- [Work instruction] Write out the opening lines of the data word for word, up to and including the line with "Target: white-roofed warehouse", and leave every picture and every later line out.
◇ ◇ ◇ ◇
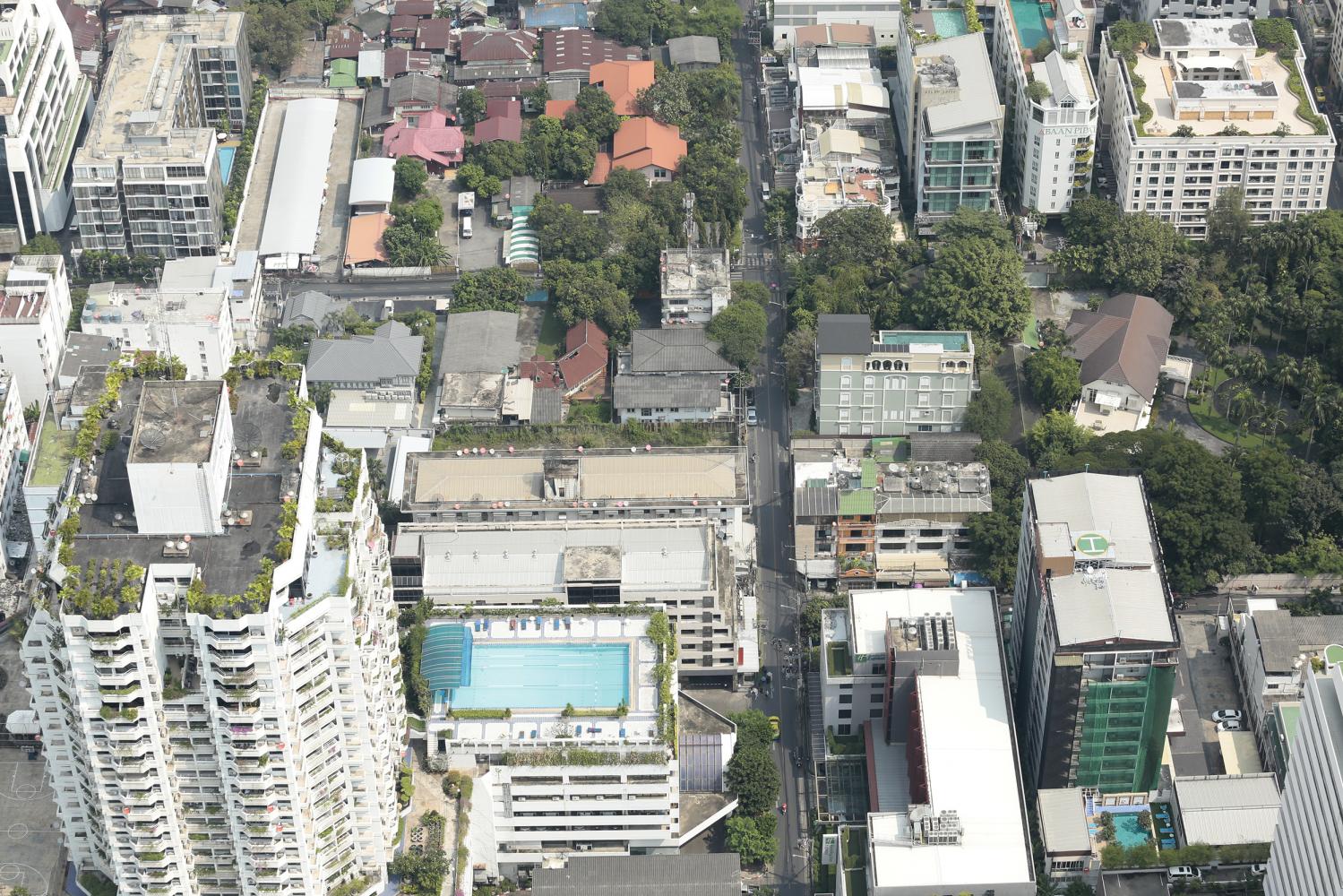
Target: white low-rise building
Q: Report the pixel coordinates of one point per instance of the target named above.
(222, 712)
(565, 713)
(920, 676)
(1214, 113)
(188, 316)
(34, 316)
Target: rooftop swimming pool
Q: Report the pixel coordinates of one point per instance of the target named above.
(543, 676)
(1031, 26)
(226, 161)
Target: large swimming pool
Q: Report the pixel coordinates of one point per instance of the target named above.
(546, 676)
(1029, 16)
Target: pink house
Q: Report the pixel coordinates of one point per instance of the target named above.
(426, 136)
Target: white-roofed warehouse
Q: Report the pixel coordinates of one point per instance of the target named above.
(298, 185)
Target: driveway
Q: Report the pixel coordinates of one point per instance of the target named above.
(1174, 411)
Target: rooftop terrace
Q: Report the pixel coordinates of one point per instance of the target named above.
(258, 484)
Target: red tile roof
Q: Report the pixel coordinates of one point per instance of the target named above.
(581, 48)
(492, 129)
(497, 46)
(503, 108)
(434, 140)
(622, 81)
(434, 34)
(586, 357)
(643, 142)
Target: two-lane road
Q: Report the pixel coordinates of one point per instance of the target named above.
◇ ◇ ◇ ◇
- [Response below]
Target: white low-rise building
Q: Report the pixel coordinates of one point per instance of the target named above.
(222, 712)
(565, 713)
(920, 676)
(1214, 113)
(188, 316)
(34, 316)
Target: rooftop swimming pool
Q: Report the pixel coordinates of one point per instance of the target named above.
(543, 676)
(1031, 26)
(226, 161)
Target: large swimming pool
Q: Report the pixel coordinates of one point per instance of the target named above.
(546, 676)
(1029, 16)
Target: pink house
Q: Report the pixel coordinates of one point per instance of the target named above.
(426, 136)
Target: white-roofed warehouse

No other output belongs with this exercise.